• EXTRAIT:
---*---
Alors que la guerre fait rage en Syrie, la Jordanie est devenue une terre d'asile pour les Syriens. Très engagé sur le plan humanitaire, Amman veille toutefois à ne pas prendre ouvertement position pour l'opposition syrienne.

Limitrophe de la Syrie, la Jordanie a vu arriver, depuis mars 2011, un afflux de Syriens qui fuient les violences dans leur pays. Dans un premiers temps, la majorité des réfugiés venait de la ville de Deraa, berceau de la contestation située à quelques kilomètres de la frontière. Mais aujourd’hui, c’est de toute la Syrie qu’ils tentent de rejoindre le royaume hachémite. Depuis près d'un mois, le Haut commissariat de l’ONU aux réfugiés (UNHCR) a relevé un accroissement important du nombre de réfugiés syriens dans les pays limitrophes de la Syrie et notamment en Jordanie.

Amman, qui avait déjà accueilli des Palestiniens lors des différentes guerres israélo-arabes et plus récemment de nombreux Irakiens après l’invasion américaine en 2003, doit aujourd’hui gérer plus de 150 000 réfugiés syriens, selon ses propres dires, qui se sont réfugiés sur son sol.

Un camp aux conditions de vie difficile

Ils ont pour la plupart d’abord été accueillis chez des proches ou des familles volontaires, d’autres se sont regroupés dans des espaces publics comme des parcs, des stades ou encore des écoles. Mais l’augmentation du nombre de réfugiés a poussé les autorités jordaniennes à établir des structures dédiées.
---*---
• CONSIGNE: Recopiez intégralement le texte sur les réfugiés syriens en Jordanie, sans en modifier un seul mot.

Données sources
---*---
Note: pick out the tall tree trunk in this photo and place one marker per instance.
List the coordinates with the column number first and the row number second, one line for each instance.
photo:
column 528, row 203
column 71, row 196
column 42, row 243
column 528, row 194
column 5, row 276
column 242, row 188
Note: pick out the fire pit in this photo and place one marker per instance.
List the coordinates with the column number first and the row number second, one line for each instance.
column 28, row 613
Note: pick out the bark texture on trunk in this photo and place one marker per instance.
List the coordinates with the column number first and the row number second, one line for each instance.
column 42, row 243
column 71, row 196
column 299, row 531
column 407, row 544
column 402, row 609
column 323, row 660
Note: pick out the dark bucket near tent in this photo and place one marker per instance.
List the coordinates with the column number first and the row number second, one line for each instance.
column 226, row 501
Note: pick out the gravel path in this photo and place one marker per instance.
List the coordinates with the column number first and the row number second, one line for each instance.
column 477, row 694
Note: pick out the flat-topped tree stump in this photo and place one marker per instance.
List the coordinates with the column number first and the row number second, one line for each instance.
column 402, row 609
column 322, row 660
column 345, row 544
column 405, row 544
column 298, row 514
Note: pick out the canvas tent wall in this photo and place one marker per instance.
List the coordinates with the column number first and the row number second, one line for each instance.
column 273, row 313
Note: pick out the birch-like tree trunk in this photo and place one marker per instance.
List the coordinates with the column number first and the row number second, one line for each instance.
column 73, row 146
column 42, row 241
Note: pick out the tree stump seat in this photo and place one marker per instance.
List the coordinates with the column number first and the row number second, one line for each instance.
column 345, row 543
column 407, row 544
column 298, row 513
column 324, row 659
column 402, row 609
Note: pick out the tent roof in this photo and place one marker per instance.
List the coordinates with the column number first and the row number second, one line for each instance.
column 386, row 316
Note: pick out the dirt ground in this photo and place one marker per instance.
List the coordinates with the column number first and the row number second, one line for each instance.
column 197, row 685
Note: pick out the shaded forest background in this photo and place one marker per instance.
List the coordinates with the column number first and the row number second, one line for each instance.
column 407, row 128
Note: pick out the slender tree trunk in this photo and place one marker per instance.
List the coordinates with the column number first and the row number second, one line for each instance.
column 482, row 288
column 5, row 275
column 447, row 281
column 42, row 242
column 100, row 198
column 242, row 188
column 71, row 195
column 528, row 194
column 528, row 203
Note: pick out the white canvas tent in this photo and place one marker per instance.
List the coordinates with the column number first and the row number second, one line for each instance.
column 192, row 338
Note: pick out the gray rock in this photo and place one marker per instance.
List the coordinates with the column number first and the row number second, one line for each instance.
---*---
• CORRIGÉ DE L'EXERCICE:
Alors que la guerre fait rage en Syrie, la Jordanie est devenue une terre d'asile pour les Syriens. Très engagé sur le plan humanitaire, Amman veille toutefois à ne pas prendre ouvertement position pour l'opposition syrienne.

Limitrophe de la Syrie, la Jordanie a vu arriver, depuis mars 2011, un afflux de Syriens qui fuient les violences dans leur pays. Dans un premiers temps, la majorité des réfugiés venait de la ville de Deraa, berceau de la contestation située à quelques kilomètres de la frontière. Mais aujourd’hui, c’est de toute la Syrie qu’ils tentent de rejoindre le royaume hachémite. Depuis près d'un mois, le Haut commissariat de l’ONU aux réfugiés (UNHCR) a relevé un accroissement important du nombre de réfugiés syriens dans les pays limitrophes de la Syrie et notamment en Jordanie.

Amman, qui avait déjà accueilli des Palestiniens lors des différentes guerres israélo-arabes et plus récemment de nombreux Irakiens après l’invasion américaine en 2003, doit aujourd’hui gérer plus de 150 000 réfugiés syriens, selon ses propres dires, qui se sont réfugiés sur son sol.

Un camp aux conditions de vie difficile

Ils ont pour la plupart d’abord été accueillis chez des proches ou des familles volontaires, d’autres se sont regroupés dans des espaces publics comme des parcs, des stades ou encore des écoles. Mais l’augmentation du nombre de réfugiés a poussé les autorités jordaniennes à établir des structures dédiées.